Task requirements: Set out every line of the material below as a numbered list, skipping blank lines and leaving out the pictures.

** start **

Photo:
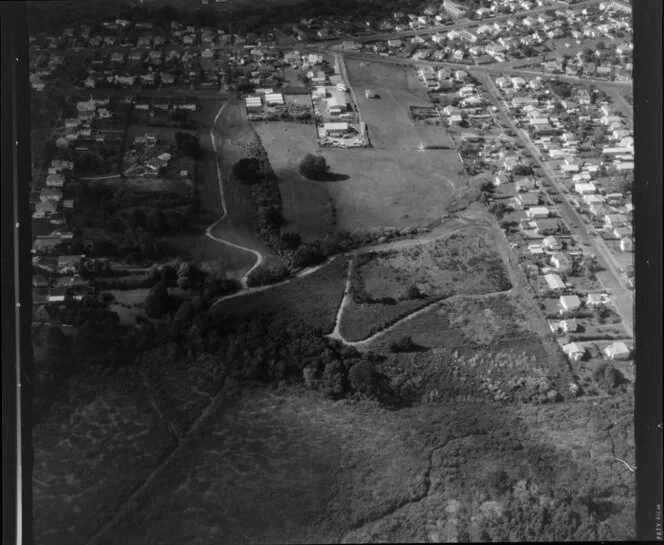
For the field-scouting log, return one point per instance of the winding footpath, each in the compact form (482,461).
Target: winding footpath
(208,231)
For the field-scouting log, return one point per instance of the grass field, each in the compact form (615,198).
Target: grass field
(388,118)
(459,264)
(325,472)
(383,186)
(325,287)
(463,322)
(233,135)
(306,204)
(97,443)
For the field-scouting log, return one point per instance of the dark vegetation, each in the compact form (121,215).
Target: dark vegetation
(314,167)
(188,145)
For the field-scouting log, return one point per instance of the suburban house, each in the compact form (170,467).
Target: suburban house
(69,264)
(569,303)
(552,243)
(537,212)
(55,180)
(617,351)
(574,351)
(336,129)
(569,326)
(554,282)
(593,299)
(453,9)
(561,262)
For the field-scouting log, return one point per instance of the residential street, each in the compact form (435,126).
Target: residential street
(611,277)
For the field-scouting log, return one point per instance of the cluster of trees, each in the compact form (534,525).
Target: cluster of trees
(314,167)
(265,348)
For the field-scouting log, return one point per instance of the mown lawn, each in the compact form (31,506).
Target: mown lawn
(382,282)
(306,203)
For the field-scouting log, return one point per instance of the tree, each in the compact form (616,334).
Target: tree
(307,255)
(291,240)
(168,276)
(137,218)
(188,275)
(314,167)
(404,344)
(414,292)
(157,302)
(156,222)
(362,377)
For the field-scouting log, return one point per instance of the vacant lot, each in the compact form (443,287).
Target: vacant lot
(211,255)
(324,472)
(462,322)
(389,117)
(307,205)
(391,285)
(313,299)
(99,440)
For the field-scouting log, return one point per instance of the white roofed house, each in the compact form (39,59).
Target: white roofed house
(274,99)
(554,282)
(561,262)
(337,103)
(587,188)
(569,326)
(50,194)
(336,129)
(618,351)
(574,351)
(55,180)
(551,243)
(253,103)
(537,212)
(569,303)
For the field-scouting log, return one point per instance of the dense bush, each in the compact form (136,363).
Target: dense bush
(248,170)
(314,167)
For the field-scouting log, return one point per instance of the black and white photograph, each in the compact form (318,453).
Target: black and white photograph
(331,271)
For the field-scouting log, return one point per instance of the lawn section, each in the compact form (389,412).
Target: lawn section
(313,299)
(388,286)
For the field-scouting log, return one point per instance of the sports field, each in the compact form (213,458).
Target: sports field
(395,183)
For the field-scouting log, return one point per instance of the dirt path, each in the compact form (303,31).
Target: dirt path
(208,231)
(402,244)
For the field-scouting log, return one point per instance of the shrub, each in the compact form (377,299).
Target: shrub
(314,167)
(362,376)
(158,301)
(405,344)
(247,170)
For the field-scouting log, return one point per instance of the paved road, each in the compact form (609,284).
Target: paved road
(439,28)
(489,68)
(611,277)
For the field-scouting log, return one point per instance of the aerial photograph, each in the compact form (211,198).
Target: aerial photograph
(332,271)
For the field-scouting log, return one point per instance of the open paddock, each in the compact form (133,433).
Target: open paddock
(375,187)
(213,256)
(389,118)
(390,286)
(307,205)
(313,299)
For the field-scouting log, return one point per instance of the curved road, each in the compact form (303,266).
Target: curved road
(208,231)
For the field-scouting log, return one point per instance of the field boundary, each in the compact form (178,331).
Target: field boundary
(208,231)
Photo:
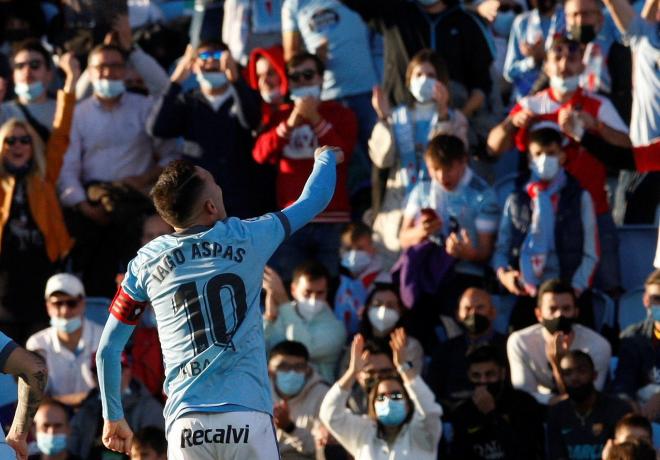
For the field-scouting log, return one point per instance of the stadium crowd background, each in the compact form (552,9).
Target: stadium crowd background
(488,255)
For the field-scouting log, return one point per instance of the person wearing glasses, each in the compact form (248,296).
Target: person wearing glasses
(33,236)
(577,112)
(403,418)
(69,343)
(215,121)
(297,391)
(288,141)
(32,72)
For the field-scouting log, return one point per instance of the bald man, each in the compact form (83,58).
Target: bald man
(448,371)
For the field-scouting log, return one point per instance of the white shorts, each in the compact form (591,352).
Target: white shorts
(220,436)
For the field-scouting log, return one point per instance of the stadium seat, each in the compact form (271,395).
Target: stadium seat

** end **

Solution for this problem:
1. Photo:
2. For the field-scouting log, return one point per instance of the winding footpath, each in the compact form (482,461).
3. Target: winding footpath
4. (208,231)
5. For the field-scouting log, return one point per instance of the grass field, each in the compact form (615,198).
6. Target: grass field
7. (388,118)
8. (459,264)
9. (325,472)
10. (383,186)
11. (325,287)
12. (463,322)
13. (233,135)
14. (306,204)
15. (97,443)
16. For the field-scouting log, return one point per instance of the dark vegetation, each in the compact form (121,215).
17. Target: dark vegetation
18. (314,167)
19. (188,145)
20. For the field-scouting log, return one point per instance of the suburban house, each in the compact form (170,467).
21. Target: suburban house
22. (69,264)
23. (569,303)
24. (552,243)
25. (537,212)
26. (55,180)
27. (617,351)
28. (574,351)
29. (336,129)
30. (569,326)
31. (554,282)
32. (593,299)
33. (453,9)
34. (561,262)
35. For the field-scouting log, return one point per instance of the residential street, each in the compact form (435,126).
36. Target: residential street
37. (611,277)
38. For the field-scouting log, return one point per instance of the cluster of trees, each in the compact form (534,525).
39. Target: cluster of trees
40. (314,167)
41. (265,348)
42. For the field-scouting log, return one point per instance of the mown lawn, each in the compact form (31,506).
43. Target: mown lawn
44. (382,282)
45. (306,203)
46. For the field-scouting log, return one point per instance of the tree, each in the compact form (616,334).
47. Target: tree
48. (307,255)
49. (291,240)
50. (168,276)
51. (137,218)
52. (188,275)
53. (314,167)
54. (404,344)
55. (414,292)
56. (157,302)
57. (156,222)
58. (362,377)
59. For the field-scouting log, return one point per instance of the vacant lot, each in the compact form (443,287).
60. Target: vacant lot
61. (211,255)
62. (324,472)
63. (462,322)
64. (389,117)
65. (307,205)
66. (391,285)
67. (313,299)
68. (99,440)
69. For the field-scouting log, return one point per instance of the white roofed house, each in the compact form (39,59).
70. Target: white roofed house
71. (274,99)
72. (554,282)
73. (561,262)
74. (337,103)
75. (587,188)
76. (569,326)
77. (50,194)
78. (336,129)
79. (618,351)
80. (574,351)
81. (55,180)
82. (551,243)
83. (253,103)
84. (537,212)
85. (569,303)
86. For the field-scouting log, return one point per instance of the dense bush, each in the compact form (136,363).
87. Target: dense bush
88. (248,170)
89. (314,167)
90. For the field-scouting log, return one point per instance of the black and white photograph, each in the compact form (318,453).
91. Target: black and white photograph
92. (331,271)
93. For the field-scouting log, return one point per instance of the lawn section, each in the compact form (389,412).
94. Target: lawn section
95. (313,299)
96. (388,286)
97. For the field-scouting log, return one point per instance of the sports field, each in the compact form (213,458).
98. Target: sports field
99. (395,183)
100. For the field-scouting log, return one point per instance of the dirt path, each in the compact form (303,31).
101. Target: dirt path
102. (208,231)
103. (402,244)
104. For the field-scouting log, return one point per instance of the shrub, each in the compact form (377,299).
105. Target: shrub
106. (314,167)
107. (362,376)
108. (158,301)
109. (405,344)
110. (247,170)
111. For the field-scouting log, return one point per instance of the paved road, each in the compact form (609,284).
112. Target: paved road
113. (439,28)
114. (489,68)
115. (611,277)
116. For the field-scouting log, return one point per instance of the aerial photograph, each in the compact form (211,198).
117. Target: aerial photograph
118. (332,271)
119. For the field-scouting log, return one point per instance of the open paddock, each in the compact form (133,433).
120. Target: open paddock
121. (375,187)
122. (213,256)
123. (389,118)
124. (390,286)
125. (307,205)
126. (313,299)
127. For the field-scouting log, return one point per instance of the curved road, each in the compact form (303,266).
128. Target: curved road
129. (208,231)
130. For the field-scouting log, return one point per instance of the field boundary, each in the compact form (178,331).
131. Target: field boundary
132. (208,231)
133. Photo:
134. For the field-scouting log, return one point per instance of the stadium crowd background, each in the compact form (552,9).
135. Target: stadium crowd background
136. (488,255)
137. For the field-scouting log, return one point per instance of the person wearing glasses, each in the compact form (248,296).
138. Target: person wearing glasses
139. (33,236)
140. (577,112)
141. (403,418)
142. (69,343)
143. (215,121)
144. (297,391)
145. (288,141)
146. (32,72)
147. For the field-scouting log, return one point per instance of the bald man, each in the compact form (83,58).
148. Target: bald man
149. (448,371)
150. For the field-scouting log, return one point per instance of the white shorts, each in the compact form (591,352).
151. Target: white shorts
152. (220,436)
153. For the field-scouting log, return one point per instance of the stadium seat, each in the compact form (271,395).
154. Target: stadium seat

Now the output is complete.